* Requirements:
Each entry below is to be written out exactly, and the pictures are to be left out.

^^^^

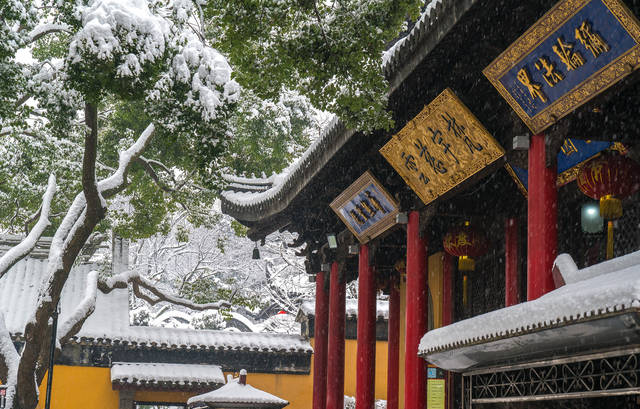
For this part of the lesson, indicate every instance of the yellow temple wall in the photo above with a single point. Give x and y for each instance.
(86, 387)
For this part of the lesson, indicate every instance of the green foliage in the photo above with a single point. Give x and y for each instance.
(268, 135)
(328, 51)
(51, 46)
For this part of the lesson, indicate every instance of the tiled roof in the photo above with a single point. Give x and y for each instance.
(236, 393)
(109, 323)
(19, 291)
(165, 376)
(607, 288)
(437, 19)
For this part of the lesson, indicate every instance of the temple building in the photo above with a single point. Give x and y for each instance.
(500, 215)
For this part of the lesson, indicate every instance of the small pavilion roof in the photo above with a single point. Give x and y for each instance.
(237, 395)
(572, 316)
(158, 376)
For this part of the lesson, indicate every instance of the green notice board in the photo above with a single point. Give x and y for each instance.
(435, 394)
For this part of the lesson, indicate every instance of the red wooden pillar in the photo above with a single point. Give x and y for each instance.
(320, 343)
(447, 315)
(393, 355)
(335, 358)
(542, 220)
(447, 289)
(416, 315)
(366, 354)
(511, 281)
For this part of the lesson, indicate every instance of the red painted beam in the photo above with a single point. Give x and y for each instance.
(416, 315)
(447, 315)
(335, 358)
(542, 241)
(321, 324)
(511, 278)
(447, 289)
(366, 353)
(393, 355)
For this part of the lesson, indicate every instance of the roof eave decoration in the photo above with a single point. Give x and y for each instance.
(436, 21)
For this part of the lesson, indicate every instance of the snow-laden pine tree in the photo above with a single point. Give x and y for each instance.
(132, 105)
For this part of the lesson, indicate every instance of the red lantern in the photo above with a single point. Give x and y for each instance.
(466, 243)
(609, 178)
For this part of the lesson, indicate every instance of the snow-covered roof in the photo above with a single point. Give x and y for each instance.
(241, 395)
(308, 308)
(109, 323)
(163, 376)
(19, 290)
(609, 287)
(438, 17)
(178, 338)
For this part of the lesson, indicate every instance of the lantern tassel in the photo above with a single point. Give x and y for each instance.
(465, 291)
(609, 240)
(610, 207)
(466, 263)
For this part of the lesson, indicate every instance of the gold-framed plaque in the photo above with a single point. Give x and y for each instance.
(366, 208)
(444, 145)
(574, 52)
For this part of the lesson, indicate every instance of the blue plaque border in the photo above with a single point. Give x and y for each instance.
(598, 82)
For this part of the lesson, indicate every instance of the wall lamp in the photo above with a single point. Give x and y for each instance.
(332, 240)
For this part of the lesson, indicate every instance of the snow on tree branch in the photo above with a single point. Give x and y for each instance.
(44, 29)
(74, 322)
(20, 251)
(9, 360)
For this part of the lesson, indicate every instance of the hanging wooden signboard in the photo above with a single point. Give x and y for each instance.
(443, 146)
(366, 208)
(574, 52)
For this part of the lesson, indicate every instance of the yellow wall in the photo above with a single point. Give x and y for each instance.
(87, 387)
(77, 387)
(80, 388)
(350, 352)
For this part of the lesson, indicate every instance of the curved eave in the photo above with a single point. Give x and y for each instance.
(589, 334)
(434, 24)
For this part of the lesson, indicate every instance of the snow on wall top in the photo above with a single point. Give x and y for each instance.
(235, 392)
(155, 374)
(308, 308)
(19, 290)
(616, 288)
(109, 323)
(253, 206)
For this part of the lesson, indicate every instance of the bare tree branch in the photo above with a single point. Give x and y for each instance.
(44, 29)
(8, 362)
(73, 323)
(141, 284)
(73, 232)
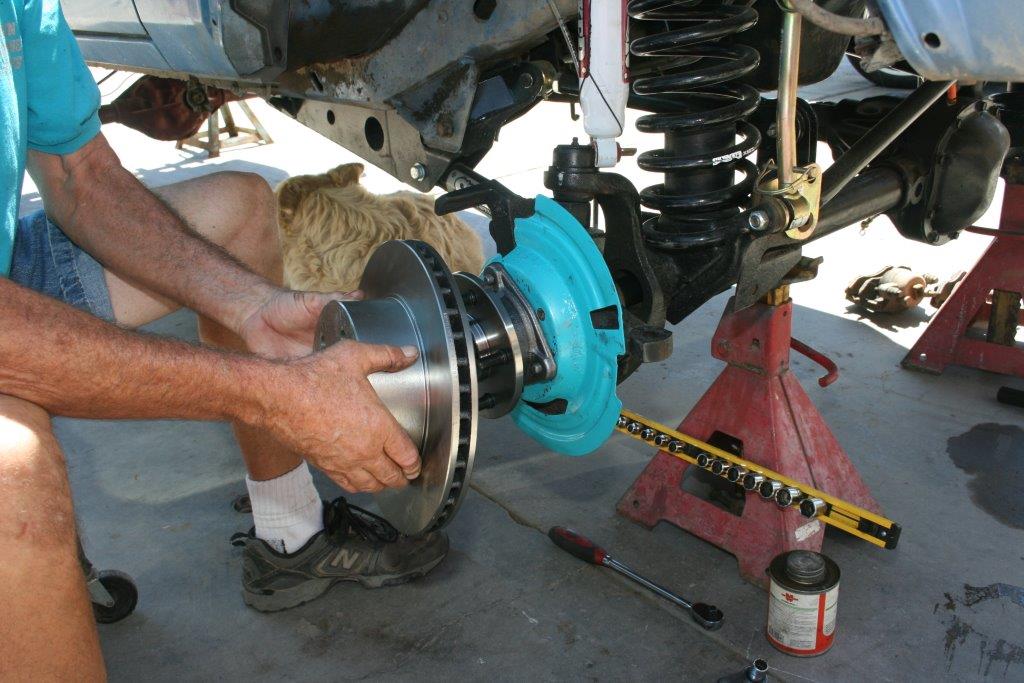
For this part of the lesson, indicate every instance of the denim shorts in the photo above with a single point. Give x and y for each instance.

^^^^

* Output of the exercise:
For this part of the lesson, indicate every instance of the yellow temple wall in the photo above with a single point. Give x and y for each instance.
(86, 387)
For this part of the lesson, indicate every instance of the green foliage in the photo above with a single point. Give x and y for each instance.
(268, 135)
(328, 51)
(51, 46)
For this part of the lesson, indicate every instance of the tiled roof in the photo above with a single point. Give x and y for each instance.
(236, 393)
(109, 323)
(19, 291)
(165, 376)
(607, 288)
(437, 19)
For this part of the lesson, indicate every instance of the temple building in the photo above with a single point. Give x and y for each instance.
(500, 215)
For this part of the lesson, indicate every instance of the small pavilion roof in the photo above with a single point. Give x and y for each instance.
(237, 395)
(572, 316)
(158, 376)
For this part of the lesson, indicate every instance of the green notice board in the photo above with a single point. Give x and y for each instance.
(435, 394)
For this part of the lesson, indicate every instance of the red wooden pillar in the photo above with a single point. Give x and y for each instance.
(320, 343)
(447, 315)
(393, 355)
(335, 358)
(542, 220)
(447, 289)
(416, 315)
(366, 354)
(511, 281)
For this part of the lesson, indicate every instance of the red painted beam in the photo above with a single point. Give x and y for each instance.
(416, 315)
(447, 315)
(335, 358)
(542, 241)
(321, 324)
(511, 278)
(447, 289)
(366, 353)
(393, 355)
For this part of the lesson, indicate every instance of the roof eave decoration in the photo above with a single point. Give x and y for each instance.
(436, 21)
For this part of the lesson, indicate every instance of the snow-laden pine tree in the photo above with a single point. Give x and y for each instance.
(132, 105)
For this part of the lesson, indicate every instance of the red lantern in the photo above with a single point. Give x and y for each instance.
(466, 243)
(609, 178)
For this part of the lesson, indicate every instance of the snow-covered roof in the photo above with a single point. Give x and y for each instance.
(241, 395)
(308, 308)
(109, 323)
(163, 376)
(19, 290)
(609, 287)
(438, 17)
(178, 338)
For this part of the lesson, indicate every instance of the lantern tassel in the photo above with a single point. Give x and y for each instance.
(465, 291)
(609, 240)
(610, 207)
(466, 263)
For this part of the lesson, indicate every instance of the gold-framed plaque in the photo above with a single point. Give x and y for each instance.
(366, 208)
(444, 145)
(574, 52)
For this part of the lesson, indicate every instance of the blue plaque border in the photo above with a single point. Give x and y for each instance.
(598, 82)
For this part of the lesson, indicate every instance of the wall lamp in the photo above with a single point. Give x and y for each instance.
(332, 240)
For this part of the lesson, indicate every instance of the snow on tree branch in the photo above with a single point. Give x and y for each instance.
(44, 29)
(74, 322)
(20, 251)
(9, 360)
For this part of the lesson, indicate every instance of the hanging wooden signboard in the photo above with a single point. Give x and y for each instance.
(443, 146)
(366, 208)
(574, 52)
For this part of the lesson, indicate every instance of the yellow wall in the photo above with a single point. Give x and y for each instance.
(87, 387)
(77, 387)
(80, 388)
(350, 352)
For this part of the lesson, indicate every instance of the curved eave in the photo above with a single point. Give x and y for each instance.
(589, 334)
(434, 24)
For this part of the lesson, indicate every instance of the snow on wall top in the photo above with a single point. Give x and y for each instance.
(235, 392)
(155, 374)
(308, 308)
(19, 290)
(616, 288)
(109, 323)
(253, 206)
For this part of the lesson, indicate every instance of the bare tree branch in the photo above with a single point. Give x and y for each instance.
(44, 29)
(8, 362)
(73, 323)
(141, 284)
(73, 232)
For this part of the lesson, indicate every instance of the denim shorts in the photo above with a single point. Give x and y for each instance.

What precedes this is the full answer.